* [Information provided]:

◆ ◆ ◆ ◆

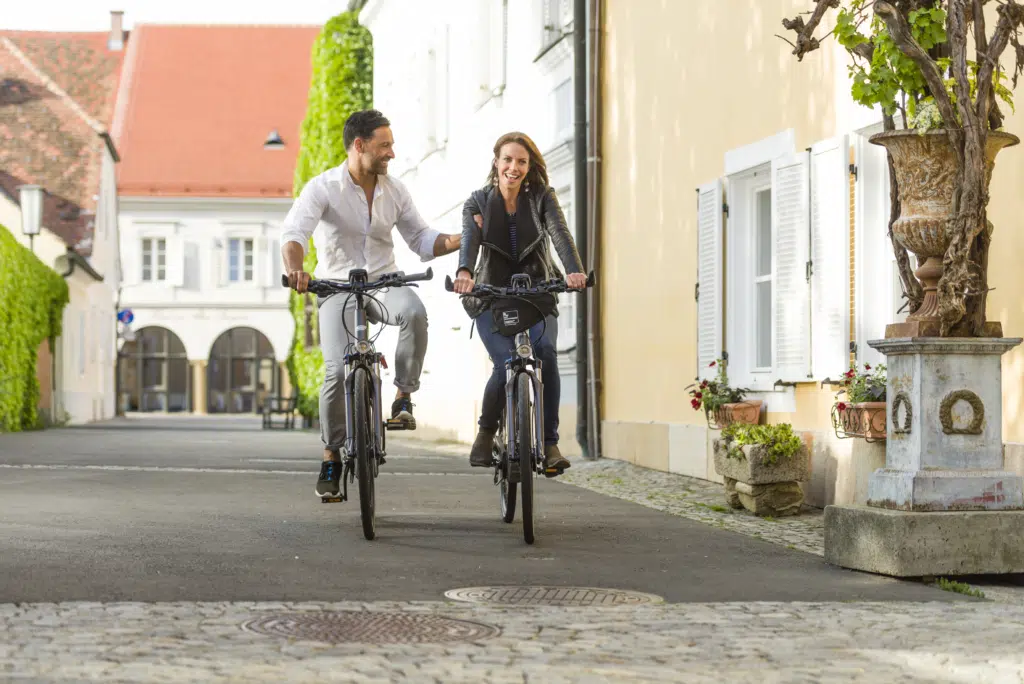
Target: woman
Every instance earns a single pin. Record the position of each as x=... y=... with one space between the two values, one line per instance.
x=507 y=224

◆ ◆ ◆ ◆

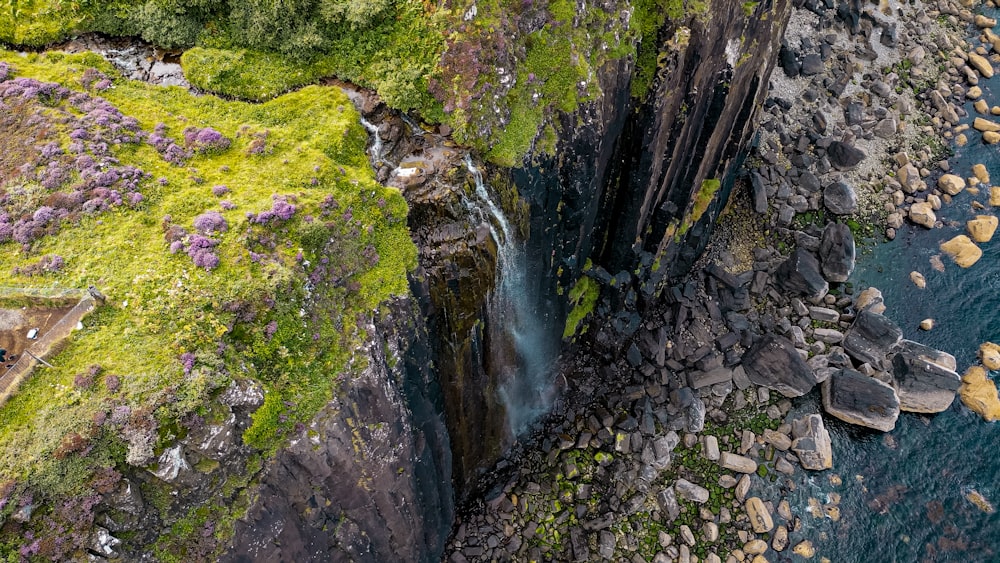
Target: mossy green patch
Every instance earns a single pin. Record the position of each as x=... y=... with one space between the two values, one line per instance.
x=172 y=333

◆ ◆ ◆ ◆

* [Your goal]: Please show, exactly as written, every line above that contains the word "Target".

* [Problem solution]:
Target: woman
Target: mossy green patch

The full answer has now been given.